— Exercise prompt —
Present the following entries again, word for word and in full.

— Records supplied —
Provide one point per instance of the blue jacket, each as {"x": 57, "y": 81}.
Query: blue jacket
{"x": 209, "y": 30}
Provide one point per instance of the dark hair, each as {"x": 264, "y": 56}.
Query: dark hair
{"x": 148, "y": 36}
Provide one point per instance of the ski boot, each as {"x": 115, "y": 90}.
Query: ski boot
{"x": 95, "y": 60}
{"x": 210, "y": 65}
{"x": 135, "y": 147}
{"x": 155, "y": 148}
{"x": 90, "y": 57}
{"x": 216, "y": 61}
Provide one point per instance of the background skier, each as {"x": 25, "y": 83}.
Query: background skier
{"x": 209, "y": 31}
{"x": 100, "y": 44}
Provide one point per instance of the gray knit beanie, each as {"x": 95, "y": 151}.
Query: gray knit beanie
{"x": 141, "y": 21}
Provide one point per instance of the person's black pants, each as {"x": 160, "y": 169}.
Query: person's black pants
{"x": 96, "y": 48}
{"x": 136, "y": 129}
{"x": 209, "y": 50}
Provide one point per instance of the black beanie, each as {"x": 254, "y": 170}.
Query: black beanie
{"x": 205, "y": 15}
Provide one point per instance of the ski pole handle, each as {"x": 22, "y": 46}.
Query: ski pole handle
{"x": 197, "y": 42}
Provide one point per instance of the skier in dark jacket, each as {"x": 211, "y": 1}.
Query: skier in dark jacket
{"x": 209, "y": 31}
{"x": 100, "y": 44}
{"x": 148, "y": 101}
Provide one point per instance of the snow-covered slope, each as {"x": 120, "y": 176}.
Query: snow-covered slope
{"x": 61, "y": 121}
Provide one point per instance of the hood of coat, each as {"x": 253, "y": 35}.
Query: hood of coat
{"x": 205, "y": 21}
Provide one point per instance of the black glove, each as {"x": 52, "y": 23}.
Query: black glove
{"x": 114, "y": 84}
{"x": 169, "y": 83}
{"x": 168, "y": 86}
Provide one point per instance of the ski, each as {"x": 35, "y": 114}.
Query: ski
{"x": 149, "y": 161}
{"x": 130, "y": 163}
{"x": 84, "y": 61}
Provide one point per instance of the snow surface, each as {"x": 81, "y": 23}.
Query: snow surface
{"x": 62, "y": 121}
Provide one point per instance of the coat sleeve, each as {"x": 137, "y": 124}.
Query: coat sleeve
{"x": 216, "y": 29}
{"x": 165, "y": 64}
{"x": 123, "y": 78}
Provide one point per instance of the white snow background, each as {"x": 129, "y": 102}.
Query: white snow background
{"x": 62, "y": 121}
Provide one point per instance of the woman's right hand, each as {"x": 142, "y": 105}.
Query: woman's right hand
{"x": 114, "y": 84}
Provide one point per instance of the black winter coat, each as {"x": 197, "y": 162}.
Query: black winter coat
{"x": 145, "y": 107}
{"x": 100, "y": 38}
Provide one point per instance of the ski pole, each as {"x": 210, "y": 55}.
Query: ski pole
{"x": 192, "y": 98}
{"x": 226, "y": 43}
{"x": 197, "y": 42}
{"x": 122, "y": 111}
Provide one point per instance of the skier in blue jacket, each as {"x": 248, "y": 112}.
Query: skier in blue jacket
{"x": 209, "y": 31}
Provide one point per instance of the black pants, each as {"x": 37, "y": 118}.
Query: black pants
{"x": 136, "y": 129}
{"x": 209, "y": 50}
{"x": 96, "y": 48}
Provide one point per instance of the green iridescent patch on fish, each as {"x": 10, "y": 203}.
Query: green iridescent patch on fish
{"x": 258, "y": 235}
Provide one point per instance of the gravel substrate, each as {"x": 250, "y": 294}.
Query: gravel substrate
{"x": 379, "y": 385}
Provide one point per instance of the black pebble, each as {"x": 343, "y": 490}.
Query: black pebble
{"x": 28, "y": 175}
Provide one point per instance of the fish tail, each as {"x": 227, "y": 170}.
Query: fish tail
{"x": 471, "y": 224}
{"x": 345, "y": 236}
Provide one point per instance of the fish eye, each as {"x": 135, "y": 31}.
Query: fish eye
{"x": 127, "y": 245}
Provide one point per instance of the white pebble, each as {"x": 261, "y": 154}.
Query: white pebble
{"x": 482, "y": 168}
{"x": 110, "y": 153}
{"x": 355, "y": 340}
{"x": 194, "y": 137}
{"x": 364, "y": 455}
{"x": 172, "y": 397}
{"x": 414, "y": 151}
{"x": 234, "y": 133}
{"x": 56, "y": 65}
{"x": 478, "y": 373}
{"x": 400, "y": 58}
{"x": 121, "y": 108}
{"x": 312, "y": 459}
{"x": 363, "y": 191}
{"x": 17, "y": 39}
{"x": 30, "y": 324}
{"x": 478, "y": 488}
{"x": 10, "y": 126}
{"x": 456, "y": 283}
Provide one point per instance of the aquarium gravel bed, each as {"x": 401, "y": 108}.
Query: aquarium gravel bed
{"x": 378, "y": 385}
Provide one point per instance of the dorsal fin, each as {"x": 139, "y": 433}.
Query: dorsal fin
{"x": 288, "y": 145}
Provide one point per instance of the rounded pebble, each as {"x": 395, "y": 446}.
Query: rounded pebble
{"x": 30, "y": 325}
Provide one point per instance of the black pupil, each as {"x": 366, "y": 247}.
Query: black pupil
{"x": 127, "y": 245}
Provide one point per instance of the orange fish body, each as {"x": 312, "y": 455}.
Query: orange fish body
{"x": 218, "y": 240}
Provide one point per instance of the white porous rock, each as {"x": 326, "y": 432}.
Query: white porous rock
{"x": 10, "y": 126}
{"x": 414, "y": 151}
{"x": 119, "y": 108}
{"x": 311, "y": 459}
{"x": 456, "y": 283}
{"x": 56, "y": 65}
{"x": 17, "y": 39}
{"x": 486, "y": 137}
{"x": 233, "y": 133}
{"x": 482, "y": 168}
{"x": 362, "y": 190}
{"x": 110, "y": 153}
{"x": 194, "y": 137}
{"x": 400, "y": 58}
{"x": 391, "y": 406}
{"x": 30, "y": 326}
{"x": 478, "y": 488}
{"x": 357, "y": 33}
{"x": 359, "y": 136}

— Answer box —
Provide one point per instance of the blue jacket, each as {"x": 57, "y": 81}.
Query: blue jacket
{"x": 209, "y": 30}
Provide one point per instance of the dark hair, each as {"x": 264, "y": 56}.
Query: dark hair
{"x": 148, "y": 36}
Provide one point per instance of the ski boot, each as {"x": 115, "y": 90}.
Query: ski boot
{"x": 95, "y": 60}
{"x": 210, "y": 65}
{"x": 135, "y": 147}
{"x": 155, "y": 148}
{"x": 90, "y": 57}
{"x": 216, "y": 61}
Provide one point per instance of the background skier, each as {"x": 25, "y": 83}.
Query: background skier
{"x": 209, "y": 31}
{"x": 100, "y": 44}
Provide one point per instance of the gray knit beanie, each as {"x": 95, "y": 151}.
Query: gray knit beanie
{"x": 141, "y": 21}
Provide one point per instance of the person's black pants, each as {"x": 160, "y": 169}.
Query: person's black pants
{"x": 96, "y": 48}
{"x": 136, "y": 129}
{"x": 209, "y": 50}
Provide one point per instance of the black beanie, each as {"x": 254, "y": 170}.
Query: black beanie
{"x": 205, "y": 15}
Provide one point per instance of the ski pole handle, each as {"x": 22, "y": 46}.
Query: ski pole handle
{"x": 197, "y": 42}
Provide one point per instance of the skier in dark jacket, each as {"x": 211, "y": 1}.
Query: skier in dark jacket
{"x": 209, "y": 31}
{"x": 100, "y": 44}
{"x": 148, "y": 101}
Provide one point per instance of the snow-covered slope, each as {"x": 120, "y": 176}.
Query: snow-covered slope
{"x": 61, "y": 121}
Provide one point per instance of the hood of coat, each as {"x": 253, "y": 35}.
Query: hood of coat
{"x": 205, "y": 21}
Provide one point per instance of the black glove, each as {"x": 52, "y": 23}.
Query: black glove
{"x": 114, "y": 84}
{"x": 169, "y": 83}
{"x": 168, "y": 86}
Provide one point per instance of the ski, each as {"x": 35, "y": 114}.
Query: ski
{"x": 149, "y": 161}
{"x": 130, "y": 163}
{"x": 84, "y": 61}
Provide one point per instance of the snow surface, each as {"x": 81, "y": 23}.
Query: snow surface
{"x": 62, "y": 121}
Provide one point per instance of the coat sleeve, each as {"x": 137, "y": 124}.
Query: coat sleeve
{"x": 216, "y": 29}
{"x": 165, "y": 64}
{"x": 123, "y": 78}
Provide one point per instance of the white snow background, each as {"x": 129, "y": 102}.
Query: white snow background
{"x": 62, "y": 121}
Provide one point per instance of the woman's right hand, each as {"x": 142, "y": 105}.
Query: woman's right hand
{"x": 114, "y": 84}
Provide one point per instance of the black winter coat, each as {"x": 197, "y": 162}.
Query: black winter coat
{"x": 145, "y": 107}
{"x": 100, "y": 38}
Provide one point per instance of the ski pole, each as {"x": 210, "y": 55}.
Query: ski pole
{"x": 192, "y": 98}
{"x": 226, "y": 43}
{"x": 197, "y": 42}
{"x": 122, "y": 111}
Provide one point per instance of the skier in blue jacket, each as {"x": 248, "y": 112}.
Query: skier in blue jacket
{"x": 209, "y": 31}
Provide one point per instance of the black pants, each as {"x": 37, "y": 118}.
Query: black pants
{"x": 136, "y": 129}
{"x": 209, "y": 50}
{"x": 96, "y": 48}
Provide one point per instance of the green iridescent patch on fish, each as {"x": 10, "y": 203}.
Query: green iridescent patch on fish
{"x": 258, "y": 235}
Provide one point per instance of the gravel substrate, each as {"x": 250, "y": 294}.
Query: gravel substrate
{"x": 379, "y": 385}
Provide one point per instance of the black pebble, each as {"x": 343, "y": 490}.
Query: black pebble
{"x": 28, "y": 175}
Provide one point per instance of the fish tail, each as {"x": 227, "y": 170}.
Query: fish tail
{"x": 471, "y": 224}
{"x": 345, "y": 236}
Provide one point per instance of the fish eye, each as {"x": 135, "y": 31}.
Query: fish eye
{"x": 127, "y": 245}
Provide one point per instance of the white pebble, each as {"x": 261, "y": 154}.
Query: white pebble
{"x": 482, "y": 168}
{"x": 110, "y": 153}
{"x": 355, "y": 340}
{"x": 194, "y": 137}
{"x": 364, "y": 455}
{"x": 172, "y": 397}
{"x": 414, "y": 151}
{"x": 234, "y": 133}
{"x": 56, "y": 65}
{"x": 478, "y": 373}
{"x": 400, "y": 58}
{"x": 121, "y": 108}
{"x": 312, "y": 459}
{"x": 363, "y": 191}
{"x": 17, "y": 39}
{"x": 30, "y": 324}
{"x": 478, "y": 488}
{"x": 10, "y": 126}
{"x": 456, "y": 283}
Provide one point per instance of the aquarium gravel bed, each as {"x": 401, "y": 108}.
Query: aquarium gravel bed
{"x": 378, "y": 385}
Provide one point per instance of the dorsal fin, each as {"x": 139, "y": 433}.
Query: dorsal fin
{"x": 288, "y": 145}
Provide one point per instance of the rounded pebble, each as {"x": 395, "y": 446}.
Query: rounded pebble
{"x": 30, "y": 325}
Provide one point per instance of the black pupil, each as {"x": 366, "y": 247}.
Query: black pupil
{"x": 127, "y": 245}
Provide one point per instance of the orange fish body, each as {"x": 312, "y": 455}.
Query: orange fish body
{"x": 218, "y": 240}
Provide one point per instance of the white porous rock, each as {"x": 326, "y": 432}.
Query: white porous rock
{"x": 10, "y": 126}
{"x": 414, "y": 151}
{"x": 119, "y": 108}
{"x": 311, "y": 459}
{"x": 456, "y": 283}
{"x": 56, "y": 65}
{"x": 17, "y": 39}
{"x": 486, "y": 137}
{"x": 233, "y": 133}
{"x": 482, "y": 168}
{"x": 362, "y": 190}
{"x": 110, "y": 153}
{"x": 194, "y": 137}
{"x": 400, "y": 58}
{"x": 391, "y": 406}
{"x": 30, "y": 326}
{"x": 478, "y": 488}
{"x": 357, "y": 33}
{"x": 359, "y": 136}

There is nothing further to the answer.